The same day, the DOE also announced a $3 million grant to support Wyoming-based research “focused on expanding and transforming the use of coal and coal-based resources to produce coal-based products, using carbon ore, rare earth elements and critical minerals,” delivering on a December letter of support co-signed by Wyoming Congress members Sen. John Barrasso and Rep. Liz Cheney.

The funding did not arrive in Wyoming unprompted. For roughly half a decade, state leaders and the private sector have lobbied for federal buy-in to the idea that with the right investment, the technology called carbon capture utilization and storage — or CCUS — could play a role in combating climate change and become a viable facet of the nation’s energy portfolio.

CCUS has also been touted by leaders like Gov. Mark Gordon and his predecessor, Matt Mead, as a means to revitalize the state’s declining coal industry, which is facing cheaper, cleaner competition from renewables and other fossil fuels. CCUS, they’ve claimed, offers a bridge between coal country and a world in transition.

“Federal and state regulatory policies and consumer choice is contributing greatly to the decreased market for thermal coal,” Gordon told the Senate Energy and Natural Resources Committee — co-chaired by Sen. Barrasso — in testimony on the technology last month. “Many of these policies have painted a bullseye on the chest of coal. That target is misplaced.” 

Yet for all the momentum around CCUS, some critics doubt that increased federal support will result in more viable projects or heightened competitiveness for coal and other fossil fuels. 

“…the technology is iffy and the subsidies aren’t high enough to make most projects pencil out,” Clark Williams-Derry, an energy finance analyst for the Institute for Energy Economics and Financial Analysis, wrote in an email.  

CCUS refers to the process of removing carbon particles from industrial exhaust streams and using that carbon for other uses, like manufacturing and enhanced oil recovery or storing it far away from the warming atmosphere. Proponents tout CCUS as a way to help reduce the world’s carbon footprint without substantially reducing the current demand for energy, a need policymakers argue renewable energy currently cannot meet alone. Making fossil fuels cleaner to consume, proponents argue, is the most pragmatic way to meaningfully fight climate change.

Problem 1 — Reproduce, word for word, the part of the carbon capture passage that opens with the words containing "CCUS has also" and closes with "coal and other fossil fuels.".

Records shown —

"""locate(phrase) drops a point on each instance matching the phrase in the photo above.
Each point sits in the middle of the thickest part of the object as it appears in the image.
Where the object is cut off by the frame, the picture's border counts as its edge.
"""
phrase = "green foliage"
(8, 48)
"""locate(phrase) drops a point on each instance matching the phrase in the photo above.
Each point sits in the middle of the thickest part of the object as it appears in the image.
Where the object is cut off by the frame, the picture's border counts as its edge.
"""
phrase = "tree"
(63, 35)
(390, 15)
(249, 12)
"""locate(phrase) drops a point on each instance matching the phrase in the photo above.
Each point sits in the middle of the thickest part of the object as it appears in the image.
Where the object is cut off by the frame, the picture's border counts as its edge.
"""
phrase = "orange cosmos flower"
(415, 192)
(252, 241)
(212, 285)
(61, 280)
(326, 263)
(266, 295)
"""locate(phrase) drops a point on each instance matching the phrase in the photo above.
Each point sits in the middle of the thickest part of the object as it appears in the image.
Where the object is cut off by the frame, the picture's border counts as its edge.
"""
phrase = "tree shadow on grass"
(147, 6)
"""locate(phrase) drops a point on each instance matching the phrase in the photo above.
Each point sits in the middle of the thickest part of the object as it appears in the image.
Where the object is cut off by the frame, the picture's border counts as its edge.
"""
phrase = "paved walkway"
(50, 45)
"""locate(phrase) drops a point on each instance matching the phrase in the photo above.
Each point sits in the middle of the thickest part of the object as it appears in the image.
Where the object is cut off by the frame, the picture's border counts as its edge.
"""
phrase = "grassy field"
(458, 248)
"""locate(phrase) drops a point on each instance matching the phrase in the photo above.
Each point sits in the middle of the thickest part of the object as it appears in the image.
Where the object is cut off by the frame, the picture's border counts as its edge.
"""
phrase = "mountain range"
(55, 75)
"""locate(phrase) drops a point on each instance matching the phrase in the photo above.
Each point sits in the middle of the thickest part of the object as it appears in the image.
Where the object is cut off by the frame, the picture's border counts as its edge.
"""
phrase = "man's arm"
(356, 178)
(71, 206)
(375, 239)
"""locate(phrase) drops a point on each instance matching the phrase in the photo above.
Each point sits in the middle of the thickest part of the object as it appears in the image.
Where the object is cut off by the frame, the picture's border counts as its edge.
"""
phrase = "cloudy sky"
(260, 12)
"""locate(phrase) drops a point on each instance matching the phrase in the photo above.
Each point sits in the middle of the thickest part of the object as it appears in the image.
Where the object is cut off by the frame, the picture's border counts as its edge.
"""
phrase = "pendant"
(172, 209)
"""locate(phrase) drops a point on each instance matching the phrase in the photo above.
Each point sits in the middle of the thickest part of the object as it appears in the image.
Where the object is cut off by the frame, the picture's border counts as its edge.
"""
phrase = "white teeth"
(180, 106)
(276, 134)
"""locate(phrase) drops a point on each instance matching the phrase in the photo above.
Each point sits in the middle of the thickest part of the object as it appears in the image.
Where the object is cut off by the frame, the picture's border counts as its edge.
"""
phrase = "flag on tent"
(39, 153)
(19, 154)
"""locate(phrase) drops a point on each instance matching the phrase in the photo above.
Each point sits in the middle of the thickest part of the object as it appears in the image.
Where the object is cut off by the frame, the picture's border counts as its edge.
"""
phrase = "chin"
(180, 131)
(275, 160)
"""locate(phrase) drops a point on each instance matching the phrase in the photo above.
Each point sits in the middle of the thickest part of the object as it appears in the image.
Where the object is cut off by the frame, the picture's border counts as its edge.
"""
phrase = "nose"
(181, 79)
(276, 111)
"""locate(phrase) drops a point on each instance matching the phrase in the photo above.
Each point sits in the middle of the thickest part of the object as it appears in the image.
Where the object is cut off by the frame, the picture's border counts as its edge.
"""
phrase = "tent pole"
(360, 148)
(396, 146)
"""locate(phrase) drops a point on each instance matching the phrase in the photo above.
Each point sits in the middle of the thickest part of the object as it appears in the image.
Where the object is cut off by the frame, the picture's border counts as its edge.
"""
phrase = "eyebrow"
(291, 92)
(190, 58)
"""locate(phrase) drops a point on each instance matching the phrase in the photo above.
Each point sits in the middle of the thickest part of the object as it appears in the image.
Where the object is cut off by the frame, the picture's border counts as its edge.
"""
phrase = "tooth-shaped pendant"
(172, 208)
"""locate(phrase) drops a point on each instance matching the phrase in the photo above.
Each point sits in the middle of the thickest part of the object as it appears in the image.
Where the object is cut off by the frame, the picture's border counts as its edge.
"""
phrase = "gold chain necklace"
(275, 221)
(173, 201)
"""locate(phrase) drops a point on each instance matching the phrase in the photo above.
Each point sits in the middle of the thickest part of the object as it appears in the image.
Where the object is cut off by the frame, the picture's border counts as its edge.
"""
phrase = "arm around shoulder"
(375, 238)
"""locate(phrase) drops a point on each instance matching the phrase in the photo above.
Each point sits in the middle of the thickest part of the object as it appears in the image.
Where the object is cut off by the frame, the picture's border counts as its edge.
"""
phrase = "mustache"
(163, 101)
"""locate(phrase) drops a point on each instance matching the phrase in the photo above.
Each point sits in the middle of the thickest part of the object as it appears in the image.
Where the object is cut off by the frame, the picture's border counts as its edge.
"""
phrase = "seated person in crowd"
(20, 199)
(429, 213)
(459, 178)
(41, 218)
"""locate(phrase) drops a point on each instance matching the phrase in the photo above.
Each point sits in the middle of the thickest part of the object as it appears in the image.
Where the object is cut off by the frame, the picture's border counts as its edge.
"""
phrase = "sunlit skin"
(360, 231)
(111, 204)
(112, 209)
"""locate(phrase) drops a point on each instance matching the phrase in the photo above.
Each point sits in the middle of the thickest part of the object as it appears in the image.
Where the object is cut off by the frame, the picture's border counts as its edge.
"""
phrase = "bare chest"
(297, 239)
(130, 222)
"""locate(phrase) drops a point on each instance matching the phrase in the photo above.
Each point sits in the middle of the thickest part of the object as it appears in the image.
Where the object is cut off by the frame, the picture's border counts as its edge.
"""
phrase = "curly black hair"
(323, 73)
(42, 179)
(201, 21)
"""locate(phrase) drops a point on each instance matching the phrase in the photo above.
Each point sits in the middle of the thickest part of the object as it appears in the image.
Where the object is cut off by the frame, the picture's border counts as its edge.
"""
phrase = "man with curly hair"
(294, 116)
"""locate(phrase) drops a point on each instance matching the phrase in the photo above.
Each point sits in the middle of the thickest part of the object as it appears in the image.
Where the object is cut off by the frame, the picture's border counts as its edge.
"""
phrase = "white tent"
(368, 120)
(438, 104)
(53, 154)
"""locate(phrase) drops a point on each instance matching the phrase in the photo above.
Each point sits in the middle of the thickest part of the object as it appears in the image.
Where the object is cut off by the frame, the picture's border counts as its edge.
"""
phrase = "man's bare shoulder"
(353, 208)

Problem 2 — Collect every line of the records that contains the string "bare". Case counts.

Complete answer 1 —
CCUS has also been touted by leaders like Gov. Mark Gordon and his predecessor, Matt Mead, as a means to revitalize the state’s declining coal industry, which is facing cheaper, cleaner competition from renewables and other fossil fuels. CCUS, they’ve claimed, offers a bridge between coal country and a world in transition.

“Federal and state regulatory policies and consumer choice is contributing greatly to the decreased market for thermal coal,” Gordon told the Senate Energy and Natural Resources Committee — co-chaired by Sen. Barrasso — in testimony on the technology last month. “Many of these policies have painted a bullseye on the chest of coal. That target is misplaced.” 

Yet for all the momentum around CCUS, some critics doubt that increased federal support will result in more viable projects or heightened competitiveness for coal and other fossil fuels.

Complete answer 2 —
phrase = "bare chest"
phrase = "man's bare shoulder"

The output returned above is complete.